━━━ PASSAGE SHOWN

Turning Seconds into Safety: Tulane Students Build Automated System to Strengthen Airport Explosive Detection

In airports across the country, security decisions are often made in seconds. When a bag is flagged for further inspection, Transportation Security Administration officers move to a secondary screening process that can determine whether a substance poses a real threat. That process, however, still relies heavily on manual chemical testing and human interpretation.

A team of Tulane University engineering physics students, Mia Stolakis, Kyler Silas, Jude Kelley, Avery Lahm, and Matheo Graham Capasso saw an opportunity to change that.

At the School of Science and Engineering’s Engineering Design Capstone Expo, the team unveiled the ColorBoom Detection Machine, an automated system designed to improve explosive detection by reducing human error, increasing consistency, and accelerating the screening process.

“We were approached by TSA to solve a problem with their current system,” said Jude Kelley. “They’re currently using a kit that has led to a lot of human error and waste, so we automated that process.”

━━━━━━
━━━ DATA PROVIDED

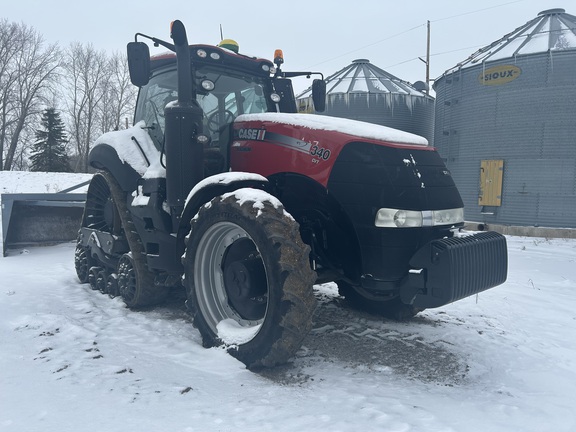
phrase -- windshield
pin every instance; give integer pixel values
(232, 95)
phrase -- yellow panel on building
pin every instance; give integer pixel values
(491, 174)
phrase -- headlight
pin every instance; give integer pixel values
(398, 218)
(447, 217)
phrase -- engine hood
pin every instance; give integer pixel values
(353, 128)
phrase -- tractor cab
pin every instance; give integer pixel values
(224, 84)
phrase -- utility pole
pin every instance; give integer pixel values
(428, 55)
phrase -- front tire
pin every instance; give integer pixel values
(248, 278)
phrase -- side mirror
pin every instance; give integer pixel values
(319, 95)
(138, 63)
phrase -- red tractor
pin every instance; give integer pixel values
(222, 187)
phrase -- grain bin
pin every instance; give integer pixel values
(505, 123)
(363, 91)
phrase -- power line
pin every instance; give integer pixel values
(414, 28)
(369, 45)
(476, 11)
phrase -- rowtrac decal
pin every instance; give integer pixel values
(499, 75)
(313, 148)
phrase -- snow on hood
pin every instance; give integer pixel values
(338, 124)
(134, 146)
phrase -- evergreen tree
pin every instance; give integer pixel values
(49, 150)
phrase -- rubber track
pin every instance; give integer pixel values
(149, 294)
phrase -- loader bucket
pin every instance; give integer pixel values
(40, 218)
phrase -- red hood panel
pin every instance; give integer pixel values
(308, 144)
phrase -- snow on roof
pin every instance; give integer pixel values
(551, 30)
(361, 76)
(337, 124)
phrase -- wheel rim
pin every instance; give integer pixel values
(100, 208)
(93, 277)
(82, 264)
(126, 278)
(101, 278)
(230, 282)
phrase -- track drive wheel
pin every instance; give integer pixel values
(93, 277)
(248, 278)
(82, 262)
(135, 281)
(391, 308)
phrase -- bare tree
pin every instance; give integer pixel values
(119, 95)
(86, 74)
(27, 70)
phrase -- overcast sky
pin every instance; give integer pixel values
(323, 36)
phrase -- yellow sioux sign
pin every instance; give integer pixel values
(499, 75)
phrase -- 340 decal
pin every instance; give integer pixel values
(320, 152)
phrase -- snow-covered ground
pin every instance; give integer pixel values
(72, 359)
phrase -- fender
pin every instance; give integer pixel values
(210, 188)
(105, 157)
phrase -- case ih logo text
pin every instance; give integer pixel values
(499, 75)
(252, 134)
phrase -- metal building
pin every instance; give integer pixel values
(362, 91)
(505, 124)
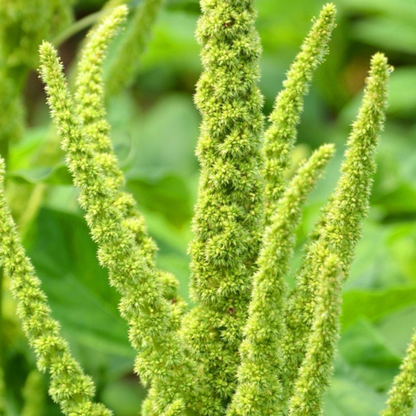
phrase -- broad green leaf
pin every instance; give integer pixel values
(374, 305)
(81, 299)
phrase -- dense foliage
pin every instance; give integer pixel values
(154, 130)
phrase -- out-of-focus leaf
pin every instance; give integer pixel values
(163, 139)
(56, 175)
(398, 327)
(374, 305)
(168, 194)
(124, 396)
(348, 396)
(77, 287)
(387, 33)
(369, 357)
(398, 8)
(401, 102)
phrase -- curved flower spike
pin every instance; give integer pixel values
(401, 399)
(152, 325)
(259, 388)
(280, 137)
(70, 387)
(339, 227)
(317, 367)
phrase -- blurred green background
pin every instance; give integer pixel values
(155, 129)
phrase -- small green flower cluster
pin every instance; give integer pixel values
(250, 346)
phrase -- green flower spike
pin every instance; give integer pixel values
(339, 228)
(317, 367)
(401, 399)
(280, 137)
(259, 388)
(229, 212)
(160, 357)
(91, 113)
(70, 387)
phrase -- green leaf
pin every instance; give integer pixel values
(374, 305)
(65, 260)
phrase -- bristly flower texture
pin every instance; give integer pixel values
(251, 345)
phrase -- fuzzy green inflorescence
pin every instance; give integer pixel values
(151, 321)
(70, 387)
(259, 387)
(339, 227)
(280, 137)
(316, 368)
(229, 212)
(248, 347)
(402, 393)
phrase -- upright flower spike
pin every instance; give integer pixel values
(91, 112)
(92, 115)
(160, 358)
(339, 227)
(228, 215)
(317, 367)
(259, 389)
(70, 387)
(280, 137)
(125, 63)
(401, 399)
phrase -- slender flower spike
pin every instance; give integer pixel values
(339, 227)
(92, 115)
(228, 216)
(160, 358)
(317, 367)
(280, 137)
(70, 387)
(259, 389)
(401, 399)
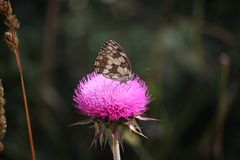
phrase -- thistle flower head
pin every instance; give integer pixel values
(100, 97)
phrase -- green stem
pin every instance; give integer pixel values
(115, 149)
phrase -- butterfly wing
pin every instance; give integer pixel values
(112, 62)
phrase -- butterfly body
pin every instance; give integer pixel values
(113, 62)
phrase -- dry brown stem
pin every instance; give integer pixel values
(3, 122)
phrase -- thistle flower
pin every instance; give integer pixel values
(104, 98)
(112, 106)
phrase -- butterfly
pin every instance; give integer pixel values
(113, 62)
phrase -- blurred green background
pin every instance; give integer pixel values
(187, 51)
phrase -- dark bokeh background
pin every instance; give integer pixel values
(187, 52)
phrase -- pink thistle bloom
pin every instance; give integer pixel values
(97, 96)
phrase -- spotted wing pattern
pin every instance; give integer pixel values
(113, 62)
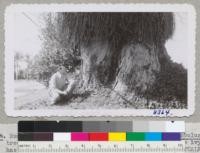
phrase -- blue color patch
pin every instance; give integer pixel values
(153, 136)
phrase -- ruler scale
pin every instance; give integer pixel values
(61, 147)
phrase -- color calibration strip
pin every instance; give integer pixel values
(99, 136)
(100, 130)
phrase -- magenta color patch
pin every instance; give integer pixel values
(79, 136)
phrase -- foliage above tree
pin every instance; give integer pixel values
(117, 27)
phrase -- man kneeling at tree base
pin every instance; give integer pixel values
(60, 88)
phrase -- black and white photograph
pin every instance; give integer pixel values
(99, 60)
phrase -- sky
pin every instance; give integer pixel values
(26, 36)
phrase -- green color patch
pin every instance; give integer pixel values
(135, 136)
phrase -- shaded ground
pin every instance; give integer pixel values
(33, 95)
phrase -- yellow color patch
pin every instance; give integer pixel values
(117, 136)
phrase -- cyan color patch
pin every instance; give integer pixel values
(153, 136)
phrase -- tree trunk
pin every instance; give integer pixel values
(134, 71)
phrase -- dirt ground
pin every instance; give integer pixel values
(33, 95)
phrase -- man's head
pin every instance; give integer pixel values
(62, 70)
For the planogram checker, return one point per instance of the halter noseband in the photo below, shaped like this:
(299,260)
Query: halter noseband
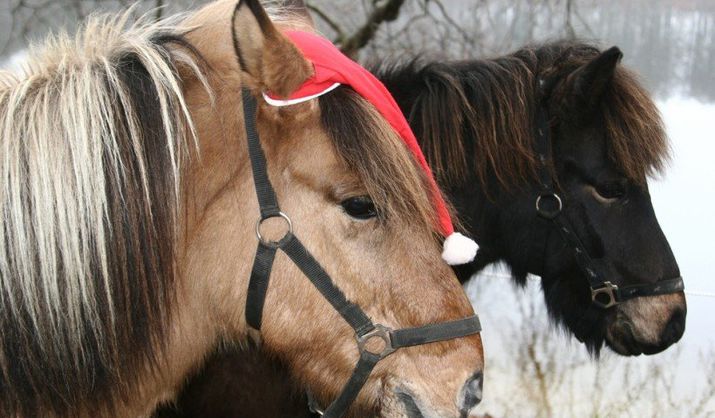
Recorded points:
(365,329)
(549,205)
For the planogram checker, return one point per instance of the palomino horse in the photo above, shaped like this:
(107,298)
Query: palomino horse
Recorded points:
(478,122)
(129,225)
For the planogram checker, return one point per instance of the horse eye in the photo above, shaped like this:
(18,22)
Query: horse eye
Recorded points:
(612,190)
(359,207)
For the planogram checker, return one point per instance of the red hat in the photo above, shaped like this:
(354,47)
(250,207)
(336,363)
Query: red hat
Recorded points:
(333,68)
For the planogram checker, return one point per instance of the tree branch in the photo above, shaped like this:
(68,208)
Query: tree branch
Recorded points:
(339,33)
(385,13)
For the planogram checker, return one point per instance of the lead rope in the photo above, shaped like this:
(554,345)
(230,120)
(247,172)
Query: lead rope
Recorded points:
(351,313)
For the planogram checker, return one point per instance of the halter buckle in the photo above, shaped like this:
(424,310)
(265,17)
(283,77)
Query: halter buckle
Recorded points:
(380,332)
(280,242)
(605,296)
(546,212)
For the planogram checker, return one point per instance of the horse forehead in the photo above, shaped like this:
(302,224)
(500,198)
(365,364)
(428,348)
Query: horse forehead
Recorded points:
(209,31)
(308,153)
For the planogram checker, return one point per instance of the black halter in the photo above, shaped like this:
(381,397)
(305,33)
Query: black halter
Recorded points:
(549,205)
(365,329)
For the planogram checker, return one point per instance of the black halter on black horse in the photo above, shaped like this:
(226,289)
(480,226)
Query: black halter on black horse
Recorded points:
(552,204)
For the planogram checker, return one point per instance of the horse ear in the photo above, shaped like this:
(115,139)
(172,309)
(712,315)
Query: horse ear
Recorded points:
(588,83)
(264,52)
(299,8)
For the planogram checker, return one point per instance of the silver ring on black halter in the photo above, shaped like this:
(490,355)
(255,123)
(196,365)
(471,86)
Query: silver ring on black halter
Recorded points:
(548,214)
(280,242)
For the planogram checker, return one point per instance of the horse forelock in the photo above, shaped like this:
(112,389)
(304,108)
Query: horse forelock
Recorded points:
(637,141)
(477,117)
(369,146)
(94,132)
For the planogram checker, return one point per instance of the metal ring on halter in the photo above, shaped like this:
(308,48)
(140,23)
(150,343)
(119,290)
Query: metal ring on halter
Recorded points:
(605,296)
(549,214)
(381,332)
(280,242)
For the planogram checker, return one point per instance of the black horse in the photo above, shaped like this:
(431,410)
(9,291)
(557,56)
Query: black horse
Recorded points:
(478,122)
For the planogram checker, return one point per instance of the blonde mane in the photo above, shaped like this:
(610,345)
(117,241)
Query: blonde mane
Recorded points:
(93,132)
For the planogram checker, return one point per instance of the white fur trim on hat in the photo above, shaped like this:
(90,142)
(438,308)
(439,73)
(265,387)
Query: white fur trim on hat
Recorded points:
(290,102)
(459,249)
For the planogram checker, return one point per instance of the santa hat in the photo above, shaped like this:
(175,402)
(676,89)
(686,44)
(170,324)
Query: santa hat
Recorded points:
(333,68)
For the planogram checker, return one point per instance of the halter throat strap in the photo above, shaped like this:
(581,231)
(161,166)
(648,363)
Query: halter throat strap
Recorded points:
(362,325)
(552,206)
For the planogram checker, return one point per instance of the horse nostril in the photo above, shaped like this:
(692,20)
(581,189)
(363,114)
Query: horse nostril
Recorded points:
(471,394)
(674,329)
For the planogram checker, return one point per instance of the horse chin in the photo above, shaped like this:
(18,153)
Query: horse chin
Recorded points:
(646,325)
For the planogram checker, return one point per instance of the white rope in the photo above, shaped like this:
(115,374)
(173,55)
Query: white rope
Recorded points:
(536,278)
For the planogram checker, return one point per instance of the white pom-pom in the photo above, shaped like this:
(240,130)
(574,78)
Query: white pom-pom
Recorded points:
(459,249)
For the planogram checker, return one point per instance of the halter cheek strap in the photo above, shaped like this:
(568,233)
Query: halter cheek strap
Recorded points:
(550,206)
(365,329)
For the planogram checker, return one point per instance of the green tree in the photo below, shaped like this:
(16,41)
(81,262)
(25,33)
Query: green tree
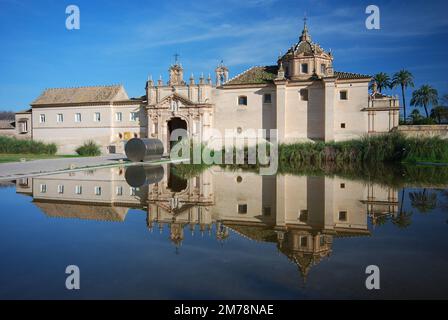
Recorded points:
(382,80)
(404,79)
(423,201)
(424,97)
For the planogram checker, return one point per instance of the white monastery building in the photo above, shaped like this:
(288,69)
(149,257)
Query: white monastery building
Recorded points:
(301,96)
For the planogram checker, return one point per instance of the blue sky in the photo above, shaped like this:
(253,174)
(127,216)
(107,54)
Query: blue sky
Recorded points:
(125,41)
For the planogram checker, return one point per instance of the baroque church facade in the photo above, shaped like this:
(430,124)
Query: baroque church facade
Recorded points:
(301,96)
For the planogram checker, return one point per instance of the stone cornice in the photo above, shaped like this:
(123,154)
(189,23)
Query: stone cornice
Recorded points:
(380,109)
(87,104)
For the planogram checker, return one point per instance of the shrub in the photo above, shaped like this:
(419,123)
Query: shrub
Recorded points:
(13,145)
(89,148)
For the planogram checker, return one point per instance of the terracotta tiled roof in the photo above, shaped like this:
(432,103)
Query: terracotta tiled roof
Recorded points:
(81,95)
(6,124)
(266,74)
(255,75)
(350,75)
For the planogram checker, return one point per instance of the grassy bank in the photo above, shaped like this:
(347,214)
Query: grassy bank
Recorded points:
(387,148)
(4,158)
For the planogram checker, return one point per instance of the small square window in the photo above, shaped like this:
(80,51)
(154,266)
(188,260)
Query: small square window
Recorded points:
(242,100)
(134,116)
(267,98)
(304,94)
(303,215)
(242,208)
(304,67)
(60,189)
(323,68)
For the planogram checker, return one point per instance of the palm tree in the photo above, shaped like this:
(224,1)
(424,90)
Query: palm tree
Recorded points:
(382,80)
(424,97)
(404,79)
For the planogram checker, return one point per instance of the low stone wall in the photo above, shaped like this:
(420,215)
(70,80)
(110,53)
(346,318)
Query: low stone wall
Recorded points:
(433,130)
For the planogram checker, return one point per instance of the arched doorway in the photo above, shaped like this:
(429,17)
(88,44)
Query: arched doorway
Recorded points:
(174,124)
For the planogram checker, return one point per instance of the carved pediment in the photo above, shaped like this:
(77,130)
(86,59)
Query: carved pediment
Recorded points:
(174,102)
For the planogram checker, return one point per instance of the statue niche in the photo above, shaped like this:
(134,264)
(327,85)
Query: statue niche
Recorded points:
(176,75)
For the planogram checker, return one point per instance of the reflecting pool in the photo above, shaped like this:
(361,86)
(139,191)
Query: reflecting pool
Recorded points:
(166,233)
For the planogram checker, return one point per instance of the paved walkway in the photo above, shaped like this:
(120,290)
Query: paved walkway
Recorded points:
(14,170)
(17,170)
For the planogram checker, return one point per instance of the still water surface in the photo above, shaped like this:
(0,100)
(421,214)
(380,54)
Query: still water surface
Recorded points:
(220,235)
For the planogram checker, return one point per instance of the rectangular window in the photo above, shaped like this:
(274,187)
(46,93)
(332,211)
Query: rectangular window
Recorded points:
(303,215)
(242,100)
(322,241)
(23,125)
(304,241)
(304,94)
(323,68)
(134,116)
(267,98)
(242,208)
(342,215)
(304,67)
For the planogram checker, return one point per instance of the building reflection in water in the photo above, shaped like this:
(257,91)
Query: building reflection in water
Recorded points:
(301,214)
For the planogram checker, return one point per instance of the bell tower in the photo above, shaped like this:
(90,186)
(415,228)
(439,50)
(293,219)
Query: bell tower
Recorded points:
(222,74)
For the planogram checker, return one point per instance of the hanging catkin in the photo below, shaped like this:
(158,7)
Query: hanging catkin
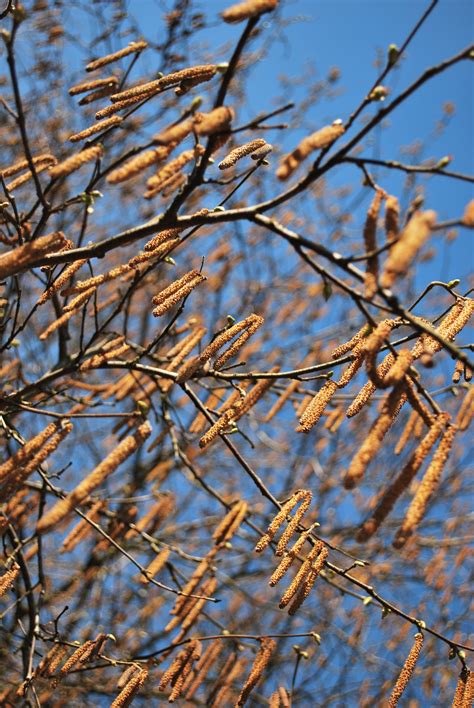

━━━━━━

ACTIVITY 1: Print the part of the Tulane explosive-detection article that begins at the words "In airports across" and stops after "the screening process.".
ACTIVITY 2:
Answer these questions using the Tulane explosive-detection article.
(a) What field do the students on the team study?
(b) At what event did the team unveil the ColorBoom Detection Machine?
(c) According to Jude Kelley, what has TSA's current kit led to?
ACTIVITY 3: Write the next part of the Tulane explosive-detection article, continuing from its last sentence.

TASK ANSWER 1:
In airports across the country, security decisions are often made in seconds. When a bag is flagged for further inspection, Transportation Security Administration officers move to a secondary screening process that can determine whether a substance poses a real threat. That process, however, still relies heavily on manual chemical testing and human interpretation.

A team of Tulane University engineering physics students, Mia Stolakis, Kyler Silas, Jude Kelley, Avery Lahm, and Matheo Graham Capasso saw an opportunity to change that.

At the School of Science and Engineering’s Engineering Design Capstone Expo, the team unveiled the ColorBoom Detection Machine, an automated system designed to improve explosive detection by reducing human error, increasing consistency, and accelerating the screening process.

TASK ANSWER 2:
(a) Engineering physics.
(b) The School of Science and Engineering's Engineering Design Capstone Expo.
(c) A lot of human error and waste.

TASK ANSWER 3:
The current method relies on applying a sequence of chemical reagents to a sample and visually monitoring for color changes that indicate potential explosive materials. While effective, the process depends on precise timing and subjective interpretation, creating variability in high-pressure environments.

The Tulane team replaced that uncertainty with automation.

“As you can see, these modules dispense the chemical reagents, and then a camera immediately starts analyzing what it sees,” said Matheo Graham Capasso. “It takes an initial photo and then monitors for changes over time using what’s called a delta E value to detect color change.”

By analyzing color shifts frame by frame, the system can be tuned for sensitivity, allowing it to detect even subtle reactions while filtering out environmental noise. When a change is detected, the system flags the result and logs it in a digital interface.

Mia Stolakis demonstrated how the system communicates results to the user.

“It will say whether the sample is clear or not,” Stolakis explained. “Then you can go into the system and see a before-and-after image showing the color change that was detected.”

Instead of relying on human judgment alone, the machine produces a clear, standardized output, helping reduce the likelihood of false negatives in critical screening scenarios.

“It’s a safety issue if human error is part of the process,” said Matheo Graham Capasso. “Our goal is to reduce that risk and make flying safer.”

The system is designed specifically for secondary screening, the stage that follows an initial flag during standard TSA processing. In these moments, speed and accuracy are essential, and automation offers a path to improving both.

Beyond airport security, the team also sees broader applications for their system.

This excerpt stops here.